▸ **Text segment**
# # # # # # #
Georgian House Renovation Up North - 5 Years and Counting

Georgian House Renovation Up North - 5 Years and Counting

Author
Discussion

Vanity Projects

Original Poster:

2,442 posts

161 months

Wednesday 29th January 2020
quotequote all
Cheers, I’ve repaired some of the other windows where the rot wasn’t as extensive before with 2 pack car body filler - the smell brought back memories of repairing the knackered wings on my first car!

As the hole was so large and I had timber spare, I went for that as you can see the grain slightly through the paint and that’s hard to emulate with filler.

Johnniem

2,674 posts

223 months

Wednesday 29th January 2020
quotequote all
Vanity Projects said:
Cheers, I’ve repaired some of the other windows where the rot wasn’t as extensive before with 2 pack car body filler - the smell brought back memories of repairing the knackered wings on my first car!

As the hole was so large and I had timber spare, I went for that as you can see the grain slightly through the paint and that’s hard to emulate with filler.
That'll work! I couldn't possibly actually specify that method though! Good thinking Batman!

thumbup

Vanity Projects

Original Poster:

2,442 posts

161 months

Thursday 30th January 2020
quotequote all
Aside from the previous message about moving kitchen, I arrived home today to find all our interior doors have been removed and sent for dipping, all except the kitchen door as it would probably disintegrate like a Lancia by the the sea if dipped.

It does give me the chance to point out one odd quirk of the house, that despite it being built in three separate sections, it’s possible to stand at the front and see all the way through the house to the back. Also, our hinges are very old!




Uggers

2,223 posts

211 months

Thursday 30th January 2020
quotequote all
Vanity Projects said:
Aside from the previous message about moving kitchen, I arrived home today to find all our interior doors have been removed and sent for dipping, all except the kitchen door as it would probably disintegrate like a Lancia by the the sea if dipped.
eek

It's totally upto yourself how you strip the doors, but all I can say is the one door of 14 that was dipped is by far the worst looking door of the lot now. Wish I'd never done it.

Vanity Projects

Original Poster:

2,442 posts

161 months

Wednesday 5th February 2020
quotequote all
So to the floor, a quick sweep out ready to assess levels.


Levels were 30mm out across the floor, good to have a pro back on the job.


Unlike the pattern outside, we went with just 900 x 600 slabs in a stretcher bond as that’s how it would traditionally have been laid and the builder set them out so the mortar lines would be central to the doors and the centre of the chimney breast.

Mortar and grout were all lime as it was the final stage to let the floor breathe and avoid any issues with moisture up the walls.



More going in.



Vanity Projects

Original Poster:

2,442 posts

161 months

Wednesday 5th February 2020
quotequote all
We had just enough large slabs left to lay the floor inside with 600x600 squares used for the cuts to keep the large slabs for the main area.

We lost a lot of time trying to sort he step out to the living room, the kitchen is lower than the living room and there was a big step down that should have been leveled out but with the floor cock up, there was still a gap.

We put a layer of cork insulation down and then a pool of mortar to let it set.

We pondered over the neatest way to finish the doorway slab and get it level with the living room floor then had a brainwave to rebate the doorframe and slide the slab in so there would be no visible joints.
# # # # # # #
▸ **Given information**
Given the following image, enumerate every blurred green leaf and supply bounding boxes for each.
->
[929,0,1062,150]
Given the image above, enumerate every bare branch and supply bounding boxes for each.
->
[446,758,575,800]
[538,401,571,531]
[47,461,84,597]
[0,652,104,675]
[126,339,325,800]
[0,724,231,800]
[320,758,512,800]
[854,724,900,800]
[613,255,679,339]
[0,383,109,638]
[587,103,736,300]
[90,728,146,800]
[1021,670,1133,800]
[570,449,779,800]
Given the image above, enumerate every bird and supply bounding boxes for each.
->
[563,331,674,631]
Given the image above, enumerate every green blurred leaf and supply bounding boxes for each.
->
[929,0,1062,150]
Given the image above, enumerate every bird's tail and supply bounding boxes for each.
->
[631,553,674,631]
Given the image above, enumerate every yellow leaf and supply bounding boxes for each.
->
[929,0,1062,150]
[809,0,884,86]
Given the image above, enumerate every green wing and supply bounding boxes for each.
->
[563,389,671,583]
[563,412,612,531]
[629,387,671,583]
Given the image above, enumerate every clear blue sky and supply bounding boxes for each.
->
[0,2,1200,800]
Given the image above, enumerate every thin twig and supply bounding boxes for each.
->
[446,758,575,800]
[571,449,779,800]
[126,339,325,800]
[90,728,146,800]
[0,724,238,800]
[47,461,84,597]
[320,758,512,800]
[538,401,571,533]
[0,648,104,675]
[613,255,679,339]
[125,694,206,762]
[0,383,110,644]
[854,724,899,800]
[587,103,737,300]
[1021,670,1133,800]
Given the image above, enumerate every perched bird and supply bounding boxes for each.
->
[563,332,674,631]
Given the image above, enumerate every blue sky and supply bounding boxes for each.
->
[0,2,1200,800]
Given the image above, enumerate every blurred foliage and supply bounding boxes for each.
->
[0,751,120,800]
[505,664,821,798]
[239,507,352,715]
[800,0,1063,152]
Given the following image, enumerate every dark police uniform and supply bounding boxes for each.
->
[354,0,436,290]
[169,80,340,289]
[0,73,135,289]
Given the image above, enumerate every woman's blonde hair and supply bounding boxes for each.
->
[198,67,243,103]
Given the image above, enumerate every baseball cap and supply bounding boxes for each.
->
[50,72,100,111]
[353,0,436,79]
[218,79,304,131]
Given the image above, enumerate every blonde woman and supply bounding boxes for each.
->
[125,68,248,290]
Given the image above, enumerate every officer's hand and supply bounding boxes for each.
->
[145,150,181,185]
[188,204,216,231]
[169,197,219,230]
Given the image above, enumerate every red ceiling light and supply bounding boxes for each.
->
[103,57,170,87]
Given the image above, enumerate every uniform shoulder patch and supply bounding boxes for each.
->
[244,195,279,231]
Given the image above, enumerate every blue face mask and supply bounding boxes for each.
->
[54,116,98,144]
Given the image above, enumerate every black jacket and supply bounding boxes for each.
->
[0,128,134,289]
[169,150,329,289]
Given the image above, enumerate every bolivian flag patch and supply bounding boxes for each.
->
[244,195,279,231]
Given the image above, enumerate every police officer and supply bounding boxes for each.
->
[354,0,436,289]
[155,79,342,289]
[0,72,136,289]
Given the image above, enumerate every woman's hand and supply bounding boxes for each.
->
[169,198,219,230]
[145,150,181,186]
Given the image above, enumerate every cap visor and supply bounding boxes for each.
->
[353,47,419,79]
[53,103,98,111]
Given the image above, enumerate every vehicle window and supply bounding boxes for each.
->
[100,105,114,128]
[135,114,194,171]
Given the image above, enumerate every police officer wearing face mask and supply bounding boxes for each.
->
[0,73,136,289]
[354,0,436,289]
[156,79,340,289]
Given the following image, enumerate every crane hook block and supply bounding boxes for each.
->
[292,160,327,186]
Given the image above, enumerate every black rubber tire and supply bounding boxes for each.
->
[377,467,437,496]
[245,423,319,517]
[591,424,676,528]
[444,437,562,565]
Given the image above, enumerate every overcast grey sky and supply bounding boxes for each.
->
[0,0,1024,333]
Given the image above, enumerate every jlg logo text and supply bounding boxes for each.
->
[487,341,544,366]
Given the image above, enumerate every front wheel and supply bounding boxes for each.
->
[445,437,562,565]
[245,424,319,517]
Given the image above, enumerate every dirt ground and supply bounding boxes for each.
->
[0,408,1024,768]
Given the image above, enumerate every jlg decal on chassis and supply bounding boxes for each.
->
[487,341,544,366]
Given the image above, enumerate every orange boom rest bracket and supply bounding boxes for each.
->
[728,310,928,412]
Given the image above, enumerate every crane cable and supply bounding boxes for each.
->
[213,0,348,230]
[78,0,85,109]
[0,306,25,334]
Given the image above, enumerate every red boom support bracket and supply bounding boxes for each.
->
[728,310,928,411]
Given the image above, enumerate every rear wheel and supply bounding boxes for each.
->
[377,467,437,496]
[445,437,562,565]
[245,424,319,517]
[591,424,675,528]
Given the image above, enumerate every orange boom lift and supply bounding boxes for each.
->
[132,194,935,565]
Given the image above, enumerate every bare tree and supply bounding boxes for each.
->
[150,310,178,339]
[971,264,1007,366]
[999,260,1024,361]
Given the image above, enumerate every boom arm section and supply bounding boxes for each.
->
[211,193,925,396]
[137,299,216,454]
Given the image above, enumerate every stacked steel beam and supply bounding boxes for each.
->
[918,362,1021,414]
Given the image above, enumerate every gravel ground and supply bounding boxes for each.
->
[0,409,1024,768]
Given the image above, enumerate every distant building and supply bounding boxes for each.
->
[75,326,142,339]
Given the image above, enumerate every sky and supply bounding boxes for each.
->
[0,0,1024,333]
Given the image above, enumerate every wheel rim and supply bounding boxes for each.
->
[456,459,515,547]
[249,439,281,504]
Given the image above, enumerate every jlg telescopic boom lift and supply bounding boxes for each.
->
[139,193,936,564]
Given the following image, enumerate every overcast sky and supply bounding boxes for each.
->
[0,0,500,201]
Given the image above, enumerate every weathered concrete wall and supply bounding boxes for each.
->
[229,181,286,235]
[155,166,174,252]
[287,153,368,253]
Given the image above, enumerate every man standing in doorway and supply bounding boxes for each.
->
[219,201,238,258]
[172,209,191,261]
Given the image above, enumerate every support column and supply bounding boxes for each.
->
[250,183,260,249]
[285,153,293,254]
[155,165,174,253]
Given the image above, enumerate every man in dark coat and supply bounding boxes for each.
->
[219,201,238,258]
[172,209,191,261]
# # # # # # #
▸ **Exercises**
1. Using the renovation thread, decide whether each statement agrees with it: (a) every interior door, the kitchen door included, was sent away for dipping; (b) the floor levels were 30mm out; (c) the mortar and grout for the floor were lime. Answer each with yes or no and quote the words that settle it.
2. Set down the stretch of the renovation thread from "It does give" through "are very old!", copying it word for word.

▸ **Task answers**
1.
(a) No: "all except the kitchen door"
(b) Yes: "Levels were 30mm out across the floor"
(c) Yes: "Mortar and grout were all lime"

2.
It does give me the chance to point out one odd quirk of the house, that despite it being built in three separate sections, it’s possible to stand at the front and see all the way through the house to the back. Also, our hinges are very old!